(Point-per-instance localization data)
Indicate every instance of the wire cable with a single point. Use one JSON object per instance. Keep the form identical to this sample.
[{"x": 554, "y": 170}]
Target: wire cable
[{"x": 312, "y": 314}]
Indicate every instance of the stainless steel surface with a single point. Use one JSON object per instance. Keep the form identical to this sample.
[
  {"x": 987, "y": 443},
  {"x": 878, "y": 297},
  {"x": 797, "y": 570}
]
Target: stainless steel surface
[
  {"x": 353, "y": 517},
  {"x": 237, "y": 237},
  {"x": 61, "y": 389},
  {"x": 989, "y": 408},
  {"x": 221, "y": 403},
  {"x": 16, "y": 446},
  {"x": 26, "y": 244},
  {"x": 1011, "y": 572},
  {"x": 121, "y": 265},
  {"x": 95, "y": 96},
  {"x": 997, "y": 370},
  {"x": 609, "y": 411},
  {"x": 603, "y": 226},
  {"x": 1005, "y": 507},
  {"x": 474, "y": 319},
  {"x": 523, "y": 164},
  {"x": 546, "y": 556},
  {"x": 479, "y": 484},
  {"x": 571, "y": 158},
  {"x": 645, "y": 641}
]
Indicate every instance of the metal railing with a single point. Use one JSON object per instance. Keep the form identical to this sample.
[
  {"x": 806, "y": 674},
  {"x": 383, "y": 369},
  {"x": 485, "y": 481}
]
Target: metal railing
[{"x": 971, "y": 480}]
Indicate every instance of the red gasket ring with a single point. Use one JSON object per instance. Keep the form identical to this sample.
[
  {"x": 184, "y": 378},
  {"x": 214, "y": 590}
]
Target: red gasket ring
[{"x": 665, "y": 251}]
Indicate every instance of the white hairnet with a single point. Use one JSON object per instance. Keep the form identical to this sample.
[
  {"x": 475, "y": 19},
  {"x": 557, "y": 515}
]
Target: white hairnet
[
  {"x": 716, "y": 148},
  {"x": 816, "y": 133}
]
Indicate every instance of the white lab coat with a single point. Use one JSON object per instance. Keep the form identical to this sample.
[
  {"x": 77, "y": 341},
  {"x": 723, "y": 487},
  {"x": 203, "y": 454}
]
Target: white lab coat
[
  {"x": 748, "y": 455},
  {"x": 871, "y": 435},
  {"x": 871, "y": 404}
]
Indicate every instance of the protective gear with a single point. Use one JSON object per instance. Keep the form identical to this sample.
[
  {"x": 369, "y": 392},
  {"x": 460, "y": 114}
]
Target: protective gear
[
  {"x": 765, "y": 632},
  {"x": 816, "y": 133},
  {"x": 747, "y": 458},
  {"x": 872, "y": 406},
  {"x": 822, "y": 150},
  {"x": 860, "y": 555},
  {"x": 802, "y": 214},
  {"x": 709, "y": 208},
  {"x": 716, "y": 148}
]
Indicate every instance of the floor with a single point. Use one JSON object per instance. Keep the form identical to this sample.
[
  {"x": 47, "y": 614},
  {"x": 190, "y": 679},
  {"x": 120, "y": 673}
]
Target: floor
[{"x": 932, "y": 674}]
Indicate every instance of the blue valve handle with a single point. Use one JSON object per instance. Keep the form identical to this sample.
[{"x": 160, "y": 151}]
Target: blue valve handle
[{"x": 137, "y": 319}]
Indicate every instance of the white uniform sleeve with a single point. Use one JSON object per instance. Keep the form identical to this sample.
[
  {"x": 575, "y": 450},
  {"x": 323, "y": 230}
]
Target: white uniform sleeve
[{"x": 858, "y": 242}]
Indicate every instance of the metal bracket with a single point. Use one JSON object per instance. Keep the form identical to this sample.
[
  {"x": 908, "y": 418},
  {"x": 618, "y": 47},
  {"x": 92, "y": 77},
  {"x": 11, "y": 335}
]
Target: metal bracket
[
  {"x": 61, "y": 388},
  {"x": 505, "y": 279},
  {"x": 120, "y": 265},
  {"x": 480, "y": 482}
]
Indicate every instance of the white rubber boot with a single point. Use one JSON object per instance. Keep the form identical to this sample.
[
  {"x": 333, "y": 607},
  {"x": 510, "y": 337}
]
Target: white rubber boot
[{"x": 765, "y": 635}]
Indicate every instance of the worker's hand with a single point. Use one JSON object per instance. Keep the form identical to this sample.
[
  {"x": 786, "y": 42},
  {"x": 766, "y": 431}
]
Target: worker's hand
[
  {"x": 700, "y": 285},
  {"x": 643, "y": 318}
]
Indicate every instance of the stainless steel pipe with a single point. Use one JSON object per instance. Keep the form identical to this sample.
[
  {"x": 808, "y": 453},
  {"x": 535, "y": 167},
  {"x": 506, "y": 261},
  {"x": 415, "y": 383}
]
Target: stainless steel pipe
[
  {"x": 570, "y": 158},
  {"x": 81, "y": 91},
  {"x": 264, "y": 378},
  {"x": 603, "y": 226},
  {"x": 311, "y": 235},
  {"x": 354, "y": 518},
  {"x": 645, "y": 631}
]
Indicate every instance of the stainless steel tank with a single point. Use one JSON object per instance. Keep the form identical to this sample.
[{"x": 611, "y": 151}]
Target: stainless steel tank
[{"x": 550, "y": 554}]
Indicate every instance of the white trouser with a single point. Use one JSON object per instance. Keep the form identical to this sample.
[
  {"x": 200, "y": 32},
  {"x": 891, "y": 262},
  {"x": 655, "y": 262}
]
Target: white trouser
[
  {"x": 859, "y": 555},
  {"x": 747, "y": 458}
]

» **Your task**: Copy every record exactly as presented.

» **Exercise solution**:
Indicate every instance of the wire cable with a single point. Use one JSON object per instance. Keep the form identical to this sample.
[{"x": 554, "y": 170}]
Target: wire cable
[{"x": 312, "y": 314}]
Indicate every instance of the stainless steel surface with a single point. Use one JSON object per instance. Keep the form identical to this sample.
[
  {"x": 987, "y": 443},
  {"x": 878, "y": 297},
  {"x": 797, "y": 570}
]
Target: stainless steel surface
[
  {"x": 353, "y": 517},
  {"x": 237, "y": 237},
  {"x": 61, "y": 389},
  {"x": 989, "y": 408},
  {"x": 221, "y": 403},
  {"x": 16, "y": 446},
  {"x": 26, "y": 244},
  {"x": 1011, "y": 572},
  {"x": 121, "y": 265},
  {"x": 95, "y": 96},
  {"x": 997, "y": 370},
  {"x": 609, "y": 411},
  {"x": 603, "y": 226},
  {"x": 1005, "y": 507},
  {"x": 474, "y": 319},
  {"x": 523, "y": 164},
  {"x": 546, "y": 556},
  {"x": 479, "y": 484},
  {"x": 571, "y": 158},
  {"x": 645, "y": 641}
]
Indicate every instance of the metal railing with a single point. Use one JSON object per instance. Keep the form identical to this sample.
[
  {"x": 806, "y": 674},
  {"x": 383, "y": 369},
  {"x": 485, "y": 481}
]
Target: metal railing
[{"x": 971, "y": 480}]
Indicate every instance of the red gasket ring with a single point. Use one JSON object per instance. Keep the form identical to this sample.
[
  {"x": 184, "y": 378},
  {"x": 214, "y": 590}
]
Target: red gasket ring
[{"x": 665, "y": 251}]
Indicate every instance of the white hairnet with a single point. Use one JSON object per instance. Keep the form identical to this sample.
[
  {"x": 475, "y": 19},
  {"x": 557, "y": 515}
]
Target: white hairnet
[
  {"x": 716, "y": 148},
  {"x": 816, "y": 133}
]
Indicate every instance of the white lab coat with a single point. Use one JSON object per instance. Keep the form identical to this sample.
[
  {"x": 77, "y": 341},
  {"x": 723, "y": 487},
  {"x": 203, "y": 454}
]
Target: white lab coat
[
  {"x": 748, "y": 455},
  {"x": 871, "y": 435},
  {"x": 871, "y": 404}
]
Indicate every instance of the protective gear with a single point. Use one JSON object per instance. Keep the form identical to this sample.
[
  {"x": 369, "y": 392},
  {"x": 460, "y": 114}
]
Target: protective gear
[
  {"x": 765, "y": 632},
  {"x": 816, "y": 133},
  {"x": 747, "y": 458},
  {"x": 872, "y": 406},
  {"x": 822, "y": 150},
  {"x": 860, "y": 555},
  {"x": 802, "y": 214},
  {"x": 709, "y": 208},
  {"x": 716, "y": 148}
]
Indicate every instance of the floor with a single point. Use one JSON object per instance. Keep the form identical to this sample.
[
  {"x": 47, "y": 614},
  {"x": 190, "y": 679},
  {"x": 120, "y": 673}
]
Target: floor
[{"x": 932, "y": 674}]
Indicate every instance of the blue valve handle with a single point. Use one JSON object per instance. Keep the form identical to this sample.
[{"x": 160, "y": 151}]
Target: blue valve handle
[{"x": 137, "y": 319}]
Indicate every instance of the white uniform sleeve with a single point. Use one JSON object per instance. Keep the form identical to this sample.
[
  {"x": 575, "y": 450},
  {"x": 323, "y": 230}
]
Target: white uniform sleeve
[{"x": 858, "y": 242}]
Indicate every instance of the metal bracket with a single point. Use one JSON object per instance. Keep the form identical to this sample.
[
  {"x": 908, "y": 418},
  {"x": 618, "y": 47},
  {"x": 92, "y": 77},
  {"x": 11, "y": 335}
]
Target: metal bracket
[
  {"x": 61, "y": 388},
  {"x": 505, "y": 279},
  {"x": 120, "y": 265},
  {"x": 480, "y": 482}
]
Indicate every instance of the white rubber boot with a single point. Use one JSON object per instance. Keep the form identical to this sample.
[
  {"x": 333, "y": 607},
  {"x": 510, "y": 337}
]
Target: white rubber boot
[{"x": 765, "y": 635}]
Indicate every instance of the worker's hand with a single point. Use one JSON object per instance. Keep the form identical to this sample.
[
  {"x": 786, "y": 42},
  {"x": 766, "y": 431}
]
Target: worker's hand
[
  {"x": 700, "y": 285},
  {"x": 643, "y": 318}
]
Indicate every instance of the stainless steel pipe with a single point. Use one JSON object per instance. Keep the form identical to this sample.
[
  {"x": 808, "y": 453},
  {"x": 535, "y": 167},
  {"x": 506, "y": 261},
  {"x": 415, "y": 383}
]
Target: stainless steel pipe
[
  {"x": 570, "y": 158},
  {"x": 81, "y": 91},
  {"x": 264, "y": 378},
  {"x": 603, "y": 226},
  {"x": 311, "y": 235},
  {"x": 354, "y": 518},
  {"x": 645, "y": 631}
]
Indicate every instance of the stainless steel tank with a single point. Use one JSON object per instance. Keep the form identical to this sample.
[{"x": 611, "y": 151}]
Target: stainless steel tank
[{"x": 550, "y": 554}]
Indicate every instance of the white trouser with a single point. Use one JSON object per instance. Keep the form identical to this sample.
[
  {"x": 200, "y": 32},
  {"x": 891, "y": 262},
  {"x": 655, "y": 262}
]
Target: white trouser
[
  {"x": 859, "y": 555},
  {"x": 747, "y": 458}
]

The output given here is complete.